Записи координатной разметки
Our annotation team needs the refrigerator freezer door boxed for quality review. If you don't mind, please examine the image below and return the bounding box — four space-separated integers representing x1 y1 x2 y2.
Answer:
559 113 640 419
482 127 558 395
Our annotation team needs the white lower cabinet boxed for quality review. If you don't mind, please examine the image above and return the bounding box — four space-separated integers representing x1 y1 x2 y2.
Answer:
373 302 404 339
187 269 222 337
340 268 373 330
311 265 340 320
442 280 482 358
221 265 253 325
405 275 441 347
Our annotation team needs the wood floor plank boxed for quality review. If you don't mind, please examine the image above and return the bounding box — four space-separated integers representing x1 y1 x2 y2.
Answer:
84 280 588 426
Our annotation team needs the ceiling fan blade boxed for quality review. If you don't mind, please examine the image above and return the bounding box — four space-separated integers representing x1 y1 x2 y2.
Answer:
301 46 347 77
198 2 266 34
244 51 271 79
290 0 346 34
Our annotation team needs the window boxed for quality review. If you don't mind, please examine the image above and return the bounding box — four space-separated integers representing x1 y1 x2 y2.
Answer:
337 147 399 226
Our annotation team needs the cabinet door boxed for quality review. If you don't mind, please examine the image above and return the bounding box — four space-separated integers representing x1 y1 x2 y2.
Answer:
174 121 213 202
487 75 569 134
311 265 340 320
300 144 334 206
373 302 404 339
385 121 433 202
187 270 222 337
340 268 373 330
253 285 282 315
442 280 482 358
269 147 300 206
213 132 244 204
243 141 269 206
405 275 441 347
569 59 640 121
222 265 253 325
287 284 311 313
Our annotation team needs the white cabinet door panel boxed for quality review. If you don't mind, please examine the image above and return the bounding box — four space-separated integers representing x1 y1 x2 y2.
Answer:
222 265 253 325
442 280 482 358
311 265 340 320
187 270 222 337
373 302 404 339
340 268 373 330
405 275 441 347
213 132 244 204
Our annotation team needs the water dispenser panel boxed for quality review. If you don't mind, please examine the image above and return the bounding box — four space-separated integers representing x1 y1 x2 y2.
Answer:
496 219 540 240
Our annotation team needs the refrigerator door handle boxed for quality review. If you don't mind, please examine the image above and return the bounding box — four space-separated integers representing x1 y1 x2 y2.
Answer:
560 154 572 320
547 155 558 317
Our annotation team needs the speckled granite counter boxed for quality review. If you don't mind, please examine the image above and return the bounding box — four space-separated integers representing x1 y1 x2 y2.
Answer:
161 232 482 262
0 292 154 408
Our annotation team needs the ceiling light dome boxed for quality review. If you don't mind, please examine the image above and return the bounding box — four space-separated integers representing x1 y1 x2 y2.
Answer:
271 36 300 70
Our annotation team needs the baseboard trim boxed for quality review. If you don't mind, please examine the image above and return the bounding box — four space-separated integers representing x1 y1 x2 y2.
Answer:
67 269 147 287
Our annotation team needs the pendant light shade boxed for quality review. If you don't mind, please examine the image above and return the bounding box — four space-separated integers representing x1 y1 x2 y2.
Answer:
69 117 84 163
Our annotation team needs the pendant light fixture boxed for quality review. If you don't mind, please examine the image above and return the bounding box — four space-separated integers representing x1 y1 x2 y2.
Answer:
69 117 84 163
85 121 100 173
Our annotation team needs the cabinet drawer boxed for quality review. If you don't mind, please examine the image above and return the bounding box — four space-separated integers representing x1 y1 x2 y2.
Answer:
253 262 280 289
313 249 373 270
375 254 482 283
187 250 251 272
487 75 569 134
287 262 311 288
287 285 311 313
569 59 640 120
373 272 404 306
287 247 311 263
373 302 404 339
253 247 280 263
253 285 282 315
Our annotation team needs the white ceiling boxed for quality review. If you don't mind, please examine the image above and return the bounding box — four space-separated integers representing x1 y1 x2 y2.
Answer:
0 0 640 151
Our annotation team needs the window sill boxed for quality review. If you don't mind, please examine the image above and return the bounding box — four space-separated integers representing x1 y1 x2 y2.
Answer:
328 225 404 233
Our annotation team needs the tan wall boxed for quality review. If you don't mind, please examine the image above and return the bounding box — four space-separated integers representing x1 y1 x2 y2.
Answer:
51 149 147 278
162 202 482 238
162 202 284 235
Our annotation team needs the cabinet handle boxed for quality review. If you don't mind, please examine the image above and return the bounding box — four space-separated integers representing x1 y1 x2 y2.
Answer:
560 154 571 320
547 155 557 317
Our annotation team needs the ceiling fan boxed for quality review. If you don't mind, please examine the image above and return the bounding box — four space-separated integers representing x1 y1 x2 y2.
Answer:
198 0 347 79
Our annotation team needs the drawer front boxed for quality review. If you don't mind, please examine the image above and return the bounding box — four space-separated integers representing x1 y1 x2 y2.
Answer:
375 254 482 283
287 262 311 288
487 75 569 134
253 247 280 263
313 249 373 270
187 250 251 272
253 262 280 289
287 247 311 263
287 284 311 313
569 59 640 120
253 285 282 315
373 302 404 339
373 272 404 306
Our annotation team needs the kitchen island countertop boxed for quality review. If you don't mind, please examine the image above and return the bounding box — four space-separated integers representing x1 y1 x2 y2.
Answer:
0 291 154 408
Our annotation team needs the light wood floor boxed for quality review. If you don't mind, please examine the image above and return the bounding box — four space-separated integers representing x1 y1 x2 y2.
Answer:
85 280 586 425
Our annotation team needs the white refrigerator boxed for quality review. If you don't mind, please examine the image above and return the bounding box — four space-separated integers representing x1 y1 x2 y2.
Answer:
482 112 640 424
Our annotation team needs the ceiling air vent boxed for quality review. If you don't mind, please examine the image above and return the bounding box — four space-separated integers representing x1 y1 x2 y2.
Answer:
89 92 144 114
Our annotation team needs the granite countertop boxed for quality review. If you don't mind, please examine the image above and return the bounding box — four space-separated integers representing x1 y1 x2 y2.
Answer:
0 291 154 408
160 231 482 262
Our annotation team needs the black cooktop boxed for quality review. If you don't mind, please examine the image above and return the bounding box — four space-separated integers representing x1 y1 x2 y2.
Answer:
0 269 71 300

§ **ЗАДАНИЕ**:
Подсчитайте, пожалуйста, сколько строк в пунктах выше содержат слово "cooktop". В ответе укажите только число.

§ **ГОТОВОЕ РЕШЕНИЕ**:
1